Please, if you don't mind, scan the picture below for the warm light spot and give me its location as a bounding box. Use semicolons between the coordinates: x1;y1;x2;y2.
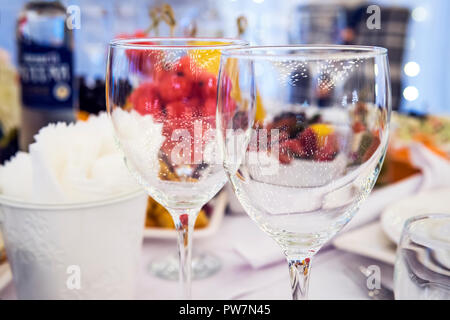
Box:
411;7;428;22
403;61;420;77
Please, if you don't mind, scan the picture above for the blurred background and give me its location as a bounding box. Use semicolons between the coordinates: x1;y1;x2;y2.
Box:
0;0;450;161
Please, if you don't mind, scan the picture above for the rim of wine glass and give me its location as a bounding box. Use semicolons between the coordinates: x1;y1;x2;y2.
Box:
223;44;388;60
0;188;145;211
109;37;249;50
400;213;450;249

Stated goal
Put every line above into a JSON list of strings, one string per line, leaving out blank lines and the picture.

Reply
[
  "Please, if you don't mind, scan the picture below for the warm light spot and give me its location as a bounding box. Use semicolons between the coordinates: x1;y1;x2;y2.",
  "Box:",
  "411;7;428;22",
  "403;61;420;77",
  "Please, if you don't mind, scan the picture above for the blurred background and give me its location as a bounding box. Use semicolons between the coordinates: x1;y1;x2;y2.",
  "Box:",
  "0;0;450;161",
  "Please, if you don't mind, scan the picture above for the rim of wine glass and give me its location as a bounding box. Use semicolons between the coordinates: x1;y1;x2;y2.",
  "Box:",
  "223;44;388;60",
  "0;188;145;211",
  "109;37;249;50",
  "400;213;450;249"
]